* **Material for this task**

--- START ---

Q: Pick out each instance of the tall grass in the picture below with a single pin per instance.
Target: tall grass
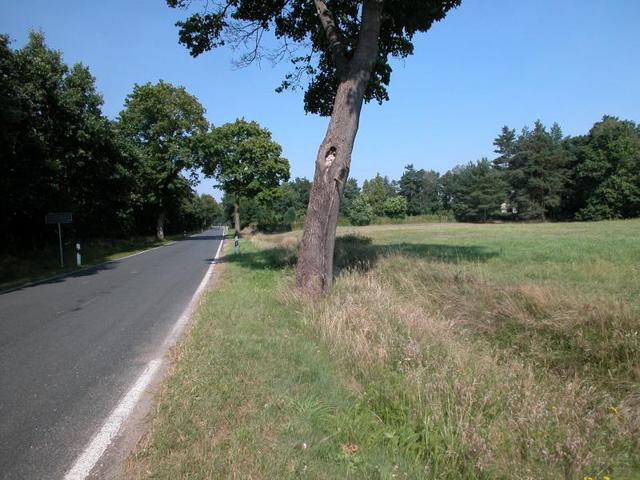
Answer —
(477, 379)
(443, 351)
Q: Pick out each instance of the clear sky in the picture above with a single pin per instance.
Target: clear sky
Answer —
(489, 63)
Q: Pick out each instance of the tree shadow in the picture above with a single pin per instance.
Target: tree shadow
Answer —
(356, 252)
(63, 276)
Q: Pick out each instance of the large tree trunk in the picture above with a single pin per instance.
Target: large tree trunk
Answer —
(314, 272)
(160, 226)
(236, 214)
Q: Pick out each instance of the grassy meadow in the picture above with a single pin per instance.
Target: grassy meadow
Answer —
(444, 351)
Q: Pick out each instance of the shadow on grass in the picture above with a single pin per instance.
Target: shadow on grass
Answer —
(355, 252)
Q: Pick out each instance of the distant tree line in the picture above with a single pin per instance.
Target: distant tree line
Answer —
(537, 175)
(130, 176)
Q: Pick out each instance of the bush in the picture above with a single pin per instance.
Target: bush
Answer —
(360, 212)
(395, 207)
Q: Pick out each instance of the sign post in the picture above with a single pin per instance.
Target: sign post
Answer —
(59, 218)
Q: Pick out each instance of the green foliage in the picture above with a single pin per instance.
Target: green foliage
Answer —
(535, 166)
(360, 212)
(607, 171)
(163, 124)
(395, 207)
(244, 160)
(296, 25)
(475, 191)
(420, 188)
(57, 149)
(376, 191)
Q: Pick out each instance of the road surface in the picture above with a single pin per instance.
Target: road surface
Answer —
(72, 346)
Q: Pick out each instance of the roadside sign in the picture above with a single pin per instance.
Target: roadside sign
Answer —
(58, 217)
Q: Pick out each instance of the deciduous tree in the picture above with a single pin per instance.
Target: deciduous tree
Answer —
(343, 49)
(163, 124)
(245, 161)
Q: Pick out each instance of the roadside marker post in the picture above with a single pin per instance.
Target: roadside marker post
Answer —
(59, 218)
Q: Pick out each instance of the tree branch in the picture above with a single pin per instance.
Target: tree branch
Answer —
(367, 50)
(334, 37)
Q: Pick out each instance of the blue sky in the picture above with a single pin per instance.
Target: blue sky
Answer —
(489, 63)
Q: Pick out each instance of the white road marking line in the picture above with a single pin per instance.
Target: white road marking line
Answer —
(84, 464)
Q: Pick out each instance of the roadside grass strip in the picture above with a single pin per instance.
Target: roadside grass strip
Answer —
(443, 351)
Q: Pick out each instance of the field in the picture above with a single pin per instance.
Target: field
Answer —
(444, 351)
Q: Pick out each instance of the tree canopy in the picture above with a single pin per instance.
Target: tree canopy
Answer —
(319, 38)
(245, 161)
(163, 124)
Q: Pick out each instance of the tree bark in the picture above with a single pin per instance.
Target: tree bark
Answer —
(314, 273)
(236, 214)
(160, 226)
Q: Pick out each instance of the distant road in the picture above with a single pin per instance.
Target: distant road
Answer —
(71, 347)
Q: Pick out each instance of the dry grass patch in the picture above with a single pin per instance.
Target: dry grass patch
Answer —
(474, 379)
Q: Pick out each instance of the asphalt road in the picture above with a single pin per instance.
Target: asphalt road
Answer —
(71, 347)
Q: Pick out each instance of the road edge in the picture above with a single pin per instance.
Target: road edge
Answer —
(81, 269)
(112, 427)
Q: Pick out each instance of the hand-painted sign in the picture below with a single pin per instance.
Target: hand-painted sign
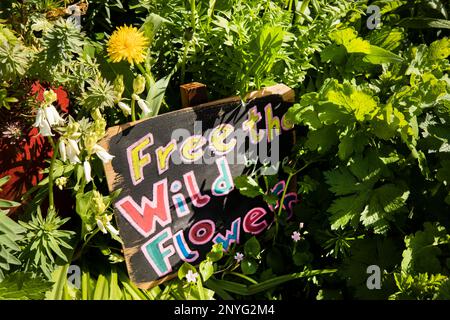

--- END ---

Search term "white": count the lines of the listing in which it appears, and give the number with nothing further.

* **Task result**
2